• [EXTRACTED ENTRIES]:
########

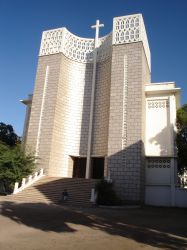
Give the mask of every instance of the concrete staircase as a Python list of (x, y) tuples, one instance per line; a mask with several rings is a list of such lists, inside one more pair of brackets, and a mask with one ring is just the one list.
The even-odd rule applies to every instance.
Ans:
[(64, 189), (68, 200), (64, 205), (91, 206), (91, 189), (97, 180), (82, 178), (43, 177), (22, 192), (4, 197), (3, 200), (26, 203), (59, 203)]

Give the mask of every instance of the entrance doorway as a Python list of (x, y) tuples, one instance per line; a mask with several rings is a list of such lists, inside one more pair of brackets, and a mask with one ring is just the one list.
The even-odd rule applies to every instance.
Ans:
[(92, 158), (92, 178), (102, 179), (104, 177), (104, 157)]
[(72, 157), (73, 159), (73, 178), (85, 178), (86, 157)]

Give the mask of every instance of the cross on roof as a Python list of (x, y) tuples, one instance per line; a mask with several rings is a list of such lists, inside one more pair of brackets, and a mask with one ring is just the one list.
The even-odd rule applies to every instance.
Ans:
[(95, 48), (99, 46), (99, 28), (104, 27), (104, 24), (100, 24), (99, 20), (96, 20), (96, 24), (92, 25), (91, 28), (95, 29)]

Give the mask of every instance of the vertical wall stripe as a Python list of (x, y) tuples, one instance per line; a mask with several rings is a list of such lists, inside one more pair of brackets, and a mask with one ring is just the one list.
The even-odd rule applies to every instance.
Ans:
[(124, 82), (123, 82), (123, 121), (122, 121), (122, 150), (127, 146), (127, 94), (128, 94), (128, 63), (127, 55), (124, 55)]
[(42, 103), (41, 103), (41, 109), (40, 109), (40, 118), (39, 118), (39, 124), (38, 124), (38, 134), (37, 134), (37, 141), (36, 141), (36, 156), (39, 155), (40, 135), (41, 135), (42, 118), (43, 118), (43, 113), (44, 113), (44, 104), (45, 104), (48, 77), (49, 77), (49, 66), (47, 65), (46, 72), (45, 72), (44, 87), (43, 87)]

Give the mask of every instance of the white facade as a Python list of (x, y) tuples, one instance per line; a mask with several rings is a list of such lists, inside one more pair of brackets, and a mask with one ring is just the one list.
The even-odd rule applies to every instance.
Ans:
[(104, 176), (115, 181), (122, 199), (179, 202), (174, 141), (180, 89), (150, 83), (150, 72), (141, 14), (115, 17), (97, 48), (94, 39), (65, 27), (44, 31), (25, 126), (26, 144), (44, 171), (73, 177), (73, 158), (102, 157)]

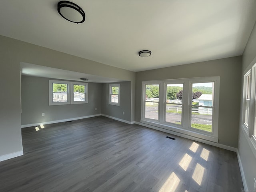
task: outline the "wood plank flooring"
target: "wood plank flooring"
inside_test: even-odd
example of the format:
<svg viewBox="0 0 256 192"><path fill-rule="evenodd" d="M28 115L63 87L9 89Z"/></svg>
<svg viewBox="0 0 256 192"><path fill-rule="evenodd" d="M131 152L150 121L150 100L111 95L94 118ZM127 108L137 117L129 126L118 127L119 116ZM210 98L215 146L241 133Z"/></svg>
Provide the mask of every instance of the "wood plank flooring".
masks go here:
<svg viewBox="0 0 256 192"><path fill-rule="evenodd" d="M22 129L24 155L0 162L0 192L244 190L234 152L102 116L44 127Z"/></svg>

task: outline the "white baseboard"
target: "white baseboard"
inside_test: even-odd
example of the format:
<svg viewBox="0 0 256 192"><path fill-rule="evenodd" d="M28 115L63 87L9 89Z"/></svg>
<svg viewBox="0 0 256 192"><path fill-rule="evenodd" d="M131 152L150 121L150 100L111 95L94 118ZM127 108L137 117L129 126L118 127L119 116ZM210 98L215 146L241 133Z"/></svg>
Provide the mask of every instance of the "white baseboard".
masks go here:
<svg viewBox="0 0 256 192"><path fill-rule="evenodd" d="M85 119L86 118L89 118L90 117L96 117L97 116L100 116L101 114L96 114L95 115L88 115L88 116L84 116L83 117L76 117L74 118L70 118L69 119L61 119L56 121L48 121L46 122L41 122L40 123L33 123L32 124L28 124L27 125L22 125L21 126L22 128L25 127L32 127L33 126L38 126L38 125L46 125L47 124L51 124L52 123L60 123L61 122L65 122L65 121L74 121L74 120L78 120L78 119Z"/></svg>
<svg viewBox="0 0 256 192"><path fill-rule="evenodd" d="M122 122L124 122L124 123L128 123L128 124L133 124L134 123L134 122L130 122L126 121L126 120L124 120L123 119L119 119L119 118L116 118L116 117L112 117L112 116L110 116L109 115L105 115L104 114L101 114L101 115L102 116L104 116L104 117L108 117L108 118L110 118L110 119L114 119L115 120L117 120L118 121L121 121Z"/></svg>
<svg viewBox="0 0 256 192"><path fill-rule="evenodd" d="M238 161L238 164L239 165L239 168L240 168L240 172L241 172L241 176L242 176L242 180L243 181L243 184L244 185L244 191L249 191L248 190L247 184L246 183L246 179L245 179L245 175L244 175L244 169L243 168L242 161L240 158L240 155L239 155L239 152L238 149L236 150L236 155L237 156L237 159Z"/></svg>
<svg viewBox="0 0 256 192"><path fill-rule="evenodd" d="M0 156L0 162L23 155L23 150Z"/></svg>
<svg viewBox="0 0 256 192"><path fill-rule="evenodd" d="M227 145L225 145L222 144L220 144L219 143L217 143L215 142L208 141L207 140L205 140L204 139L202 139L200 138L198 138L197 137L195 137L190 136L188 135L186 135L186 134L183 134L182 133L180 133L178 132L175 132L175 131L168 130L167 129L164 129L164 128L161 128L158 127L156 127L155 126L147 125L146 124L141 123L140 122L138 122L137 121L135 121L135 123L136 124L138 124L138 125L142 125L145 127L148 127L149 128L156 129L156 130L158 130L159 131L162 131L163 132L165 132L166 133L170 133L173 135L177 135L178 136L180 136L180 137L184 137L184 138L191 139L191 140L199 141L199 142L201 142L202 143L205 143L206 144L208 144L210 145L212 145L213 146L215 146L216 147L219 147L220 148L222 148L223 149L226 149L230 151L236 152L237 150L237 149L234 147L230 147L230 146L228 146Z"/></svg>

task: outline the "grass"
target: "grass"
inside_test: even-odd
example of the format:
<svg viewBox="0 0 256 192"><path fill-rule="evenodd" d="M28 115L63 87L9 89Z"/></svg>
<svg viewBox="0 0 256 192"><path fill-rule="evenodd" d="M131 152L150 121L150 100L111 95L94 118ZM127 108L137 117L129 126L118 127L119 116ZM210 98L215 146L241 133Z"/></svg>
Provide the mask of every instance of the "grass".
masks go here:
<svg viewBox="0 0 256 192"><path fill-rule="evenodd" d="M192 123L191 127L196 129L203 130L208 132L212 132L212 125L205 125L198 123Z"/></svg>
<svg viewBox="0 0 256 192"><path fill-rule="evenodd" d="M176 124L181 124L181 123L176 122ZM212 132L212 125L205 125L204 124L199 124L198 123L192 123L191 127L193 128L203 130L204 131Z"/></svg>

########

• [TO BE DONE]: Are you able to set down all the lines above exactly, without any pictures?

• [WRITTEN REPLY]:
Give the mask of every instance of the concrete staircase as a Python list of (x, y) tuples, one instance per line; a mask with several rings is a list of such lists, inside one more pair of brackets, and a mask with one ring is just the one list.
The even-odd rule applies to every instance.
Ans:
[(64, 189), (68, 200), (64, 205), (91, 206), (91, 189), (97, 180), (82, 178), (43, 177), (22, 192), (4, 197), (3, 200), (26, 203), (59, 203)]

Give the mask of every instance of the entrance doorway as a Python list of (x, y) tuples, one instance per line; a mask with several rings is a list of such lists, inside one more pair of brackets, and a mask with one ring is just the one list.
The even-odd rule applies to every instance.
Ans:
[(92, 158), (92, 178), (102, 179), (104, 177), (104, 157)]
[(72, 157), (73, 159), (73, 178), (85, 178), (86, 157)]

Give the mask of every instance of the cross on roof as a Python list of (x, y) tuples, one instance per line; a mask with several rings is a list of such lists, inside one more pair of brackets, and a mask with one ring is just the one list.
The even-odd rule applies to every instance.
Ans:
[(95, 48), (99, 46), (99, 28), (104, 27), (104, 24), (100, 24), (99, 20), (96, 20), (96, 24), (92, 25), (91, 28), (95, 29)]

Give the mask of every instance of the vertical wall stripe as a Python list of (x, y) tuples, one instance per line; a mask with several rings is a list of such lists, inside one more pair of brackets, and a mask with one ring is just the one list.
The even-odd rule applies to every instance.
Ans:
[(124, 82), (123, 82), (123, 121), (122, 121), (122, 150), (127, 146), (127, 94), (128, 94), (128, 63), (127, 55), (124, 55)]
[(42, 103), (41, 103), (41, 109), (40, 109), (40, 118), (39, 118), (39, 124), (38, 124), (38, 134), (37, 134), (37, 141), (36, 141), (36, 156), (39, 155), (40, 135), (41, 135), (42, 118), (43, 118), (43, 113), (44, 113), (44, 104), (45, 104), (48, 77), (49, 77), (49, 66), (47, 65), (46, 72), (45, 72), (44, 87), (43, 87)]

Give the mask of every instance of the white facade as a Python list of (x, y) tuples, one instance per line; a mask with several rings is a list of such lists, inside one more pair of brackets, and a mask with one ring is just the one list.
The even-odd rule applies to every instance.
Ans:
[(104, 176), (115, 181), (122, 199), (179, 202), (174, 141), (180, 89), (150, 83), (150, 72), (141, 14), (115, 17), (97, 48), (94, 39), (65, 27), (44, 31), (25, 126), (26, 144), (44, 171), (73, 177), (73, 158), (102, 157)]

task: outline the "wood plank flooring"
target: "wood plank flooring"
inside_test: even-odd
example of the format:
<svg viewBox="0 0 256 192"><path fill-rule="evenodd" d="M28 115L63 87L9 89Z"/></svg>
<svg viewBox="0 0 256 192"><path fill-rule="evenodd" d="M131 152L150 121L150 100L111 95L94 118ZM127 108L137 117L129 126L118 127L119 116ZM210 98L215 146L241 133Z"/></svg>
Provide the mask of every instance of the "wood plank flooring".
masks go here:
<svg viewBox="0 0 256 192"><path fill-rule="evenodd" d="M22 129L24 155L0 162L0 192L244 190L234 152L102 116L44 127Z"/></svg>

task: outline the "white baseboard"
target: "white baseboard"
inside_test: even-odd
example of the format:
<svg viewBox="0 0 256 192"><path fill-rule="evenodd" d="M28 115L63 87L9 89Z"/></svg>
<svg viewBox="0 0 256 192"><path fill-rule="evenodd" d="M131 152L150 121L150 100L111 95L94 118ZM127 108L137 117L129 126L118 127L119 116ZM210 98L215 146L241 133Z"/></svg>
Provide the mask of every instance of the "white baseboard".
masks go here:
<svg viewBox="0 0 256 192"><path fill-rule="evenodd" d="M85 119L86 118L89 118L90 117L96 117L97 116L100 116L101 114L96 114L95 115L88 115L88 116L84 116L83 117L76 117L74 118L70 118L69 119L61 119L56 121L48 121L46 122L41 122L40 123L33 123L32 124L28 124L27 125L22 125L21 126L22 128L25 127L32 127L33 126L38 126L38 125L46 125L47 124L51 124L52 123L60 123L61 122L65 122L65 121L74 121L74 120L78 120L78 119Z"/></svg>
<svg viewBox="0 0 256 192"><path fill-rule="evenodd" d="M122 122L124 122L124 123L128 123L128 124L133 124L134 123L134 122L130 122L126 121L126 120L124 120L123 119L119 119L119 118L116 118L116 117L112 117L112 116L110 116L109 115L105 115L104 114L101 114L101 115L102 116L104 116L104 117L108 117L108 118L110 118L110 119L114 119L115 120L117 120L118 121L121 121Z"/></svg>
<svg viewBox="0 0 256 192"><path fill-rule="evenodd" d="M238 161L238 164L239 165L239 168L240 168L240 172L241 172L241 176L242 176L242 180L243 181L243 184L244 185L244 191L249 191L248 190L247 184L246 183L246 179L245 179L245 175L244 175L244 169L243 168L242 161L240 158L240 155L239 155L239 152L238 149L236 150L236 155L237 156L237 159Z"/></svg>
<svg viewBox="0 0 256 192"><path fill-rule="evenodd" d="M0 156L0 162L23 155L23 150Z"/></svg>
<svg viewBox="0 0 256 192"><path fill-rule="evenodd" d="M227 145L225 145L222 144L220 144L219 143L217 143L215 142L208 141L207 140L205 140L204 139L202 139L200 138L198 138L197 137L195 137L190 136L188 135L186 135L186 134L183 134L182 133L180 133L178 132L175 132L175 131L168 130L167 129L164 129L164 128L161 128L158 127L156 127L155 126L147 125L146 124L141 123L140 122L138 122L137 121L135 121L135 123L136 124L138 124L138 125L142 125L145 127L148 127L149 128L156 129L156 130L158 130L159 131L162 131L163 132L165 132L166 133L170 133L173 135L177 135L178 136L180 136L180 137L184 137L184 138L191 139L191 140L199 141L199 142L201 142L202 143L205 143L206 144L208 144L210 145L212 145L213 146L215 146L216 147L219 147L220 148L222 148L223 149L226 149L230 151L236 152L237 150L237 149L234 147L230 147L230 146L228 146Z"/></svg>

task: outline the "grass"
target: "grass"
inside_test: even-odd
example of the format:
<svg viewBox="0 0 256 192"><path fill-rule="evenodd" d="M28 115L63 87L9 89Z"/></svg>
<svg viewBox="0 0 256 192"><path fill-rule="evenodd" d="M131 152L150 121L150 100L111 95L94 118ZM127 108L137 117L129 126L118 127L119 116ZM210 98L215 146L241 133Z"/></svg>
Provide the mask of every instance of the "grass".
masks go here:
<svg viewBox="0 0 256 192"><path fill-rule="evenodd" d="M192 123L191 127L196 129L203 130L208 132L212 132L212 125L205 125L198 123Z"/></svg>
<svg viewBox="0 0 256 192"><path fill-rule="evenodd" d="M176 124L181 124L181 123L176 122ZM212 132L212 125L205 125L204 124L199 124L198 123L192 123L191 127L193 128L203 130L204 131Z"/></svg>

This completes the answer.